[Start of Selected excerpt]

# Good Kernel Suggestions For Sense. (Maybe Roms)



## jolness (Jun 29, 2011)

I am trying out sense again, am wondering what would be a kernel that has good battery life performance isn't as huge a concern usually as they all perform reasonably wely. I am on Zeus 1.3 with ziggys newest and am not terribly impressed vs. Aosp. 
Also any BFS kernels for sense or aosp I used to run drods but he.is.gone and tthe zoom kernel isn't.updated very frequently and.still is a sorta.buggy.on my phone.


----------



## theMichael (Aug 26, 2011)

wrong section


----------



## jolness (Jun 29, 2011)

Wow I was looking at releases and got a little n00b. Sorry. Mods please move this.


----------



## thisismalhotra (Sep 14, 2011)

imo's sense kernel in batt. saver mode == awesome battery life.


----------



## BennyJr (Jun 26, 2011)

If your on zeus i find that the stock kernel is the best...

[End of Selected excerpt]

**What is asked:** Extend the forum thread on kernel suggestions for Sense ROMs with one or two more replies after the last post shown.

[Start of Listed entries]

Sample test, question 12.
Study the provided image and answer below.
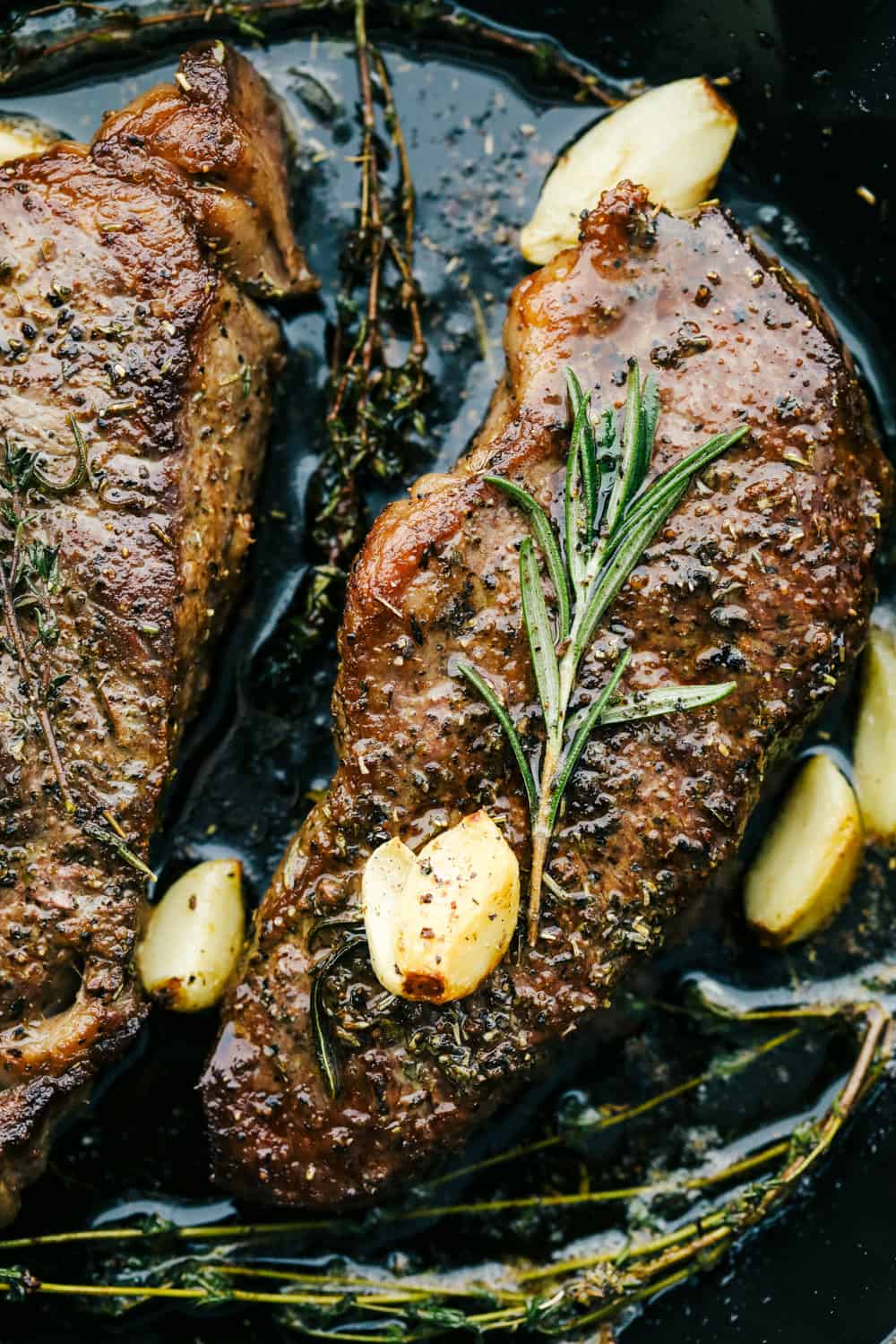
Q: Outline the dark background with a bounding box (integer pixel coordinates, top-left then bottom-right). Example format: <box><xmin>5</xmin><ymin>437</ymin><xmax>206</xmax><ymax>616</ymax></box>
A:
<box><xmin>0</xmin><ymin>0</ymin><xmax>896</xmax><ymax>1344</ymax></box>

[End of Listed entries]

**Exercise output:**
----------



## mkjellgren (Jun 18, 2011)

BennyJr said:


> If your on zeus i find that the stock kernel is the best...


Agreed. Tried them all and the stock kernel is the best on my phone. Maybe not in terms of benchmarks, but in real world use its a winner.

Also if you are looking for that aosp feel with the features of skyraider, I find that adw.ex runs absolutely beautifully on top of sr zeus and looks spectacular with the ics adw theme.


----------



## jolness (Jun 29, 2011)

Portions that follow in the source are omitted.